#### [Records for this exercise]
========================================

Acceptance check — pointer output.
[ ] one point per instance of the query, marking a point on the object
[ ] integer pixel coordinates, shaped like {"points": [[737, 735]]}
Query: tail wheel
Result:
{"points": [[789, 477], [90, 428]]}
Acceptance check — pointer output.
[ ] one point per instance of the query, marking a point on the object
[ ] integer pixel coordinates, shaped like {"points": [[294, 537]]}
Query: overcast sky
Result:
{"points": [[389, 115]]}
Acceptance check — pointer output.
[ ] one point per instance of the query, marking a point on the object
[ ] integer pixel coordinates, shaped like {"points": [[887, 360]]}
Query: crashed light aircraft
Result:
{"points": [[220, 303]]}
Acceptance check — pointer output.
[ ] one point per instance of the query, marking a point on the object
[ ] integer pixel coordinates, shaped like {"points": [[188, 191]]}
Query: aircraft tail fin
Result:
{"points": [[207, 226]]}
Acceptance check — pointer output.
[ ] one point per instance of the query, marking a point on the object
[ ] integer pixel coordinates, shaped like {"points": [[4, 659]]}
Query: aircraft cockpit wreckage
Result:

========================================

#### [Your goal]
Extract the whole listing, character for character.

#### [Answer to this problem]
Acceptance check — pointer output.
[ ] one point per instance of the query, marking a point on the object
[ ] integer pixel coordinates, shaped like {"points": [[737, 735]]}
Query: tail wheel
Result:
{"points": [[789, 477], [90, 428]]}
Acceptance check — pointer output.
[ ] one point per instance of the query, marking a point on the object
[ ] integer pixel coordinates, shaped like {"points": [[294, 537]]}
Query: overcast sky
Result:
{"points": [[389, 115]]}
Acceptance check — pointer output.
[ ] one point per instance of the query, marking a point on the object
[ ] integer pixel coordinates, shaped like {"points": [[887, 360]]}
Query: crashed light aircraft
Result:
{"points": [[220, 303]]}
Acceptance check — pointer output.
[ ] one point per instance of the query, marking a point on the object
[ ] integer pixel coordinates, shaped like {"points": [[188, 191]]}
Query: aircraft tail fin
Result:
{"points": [[207, 226]]}
Acceptance check — pointer output.
[ ] one point per instance of the query, marking a point on the object
[ ] integer pixel coordinates, shaped like {"points": [[4, 659]]}
Query: aircraft cockpit wreckage
Result:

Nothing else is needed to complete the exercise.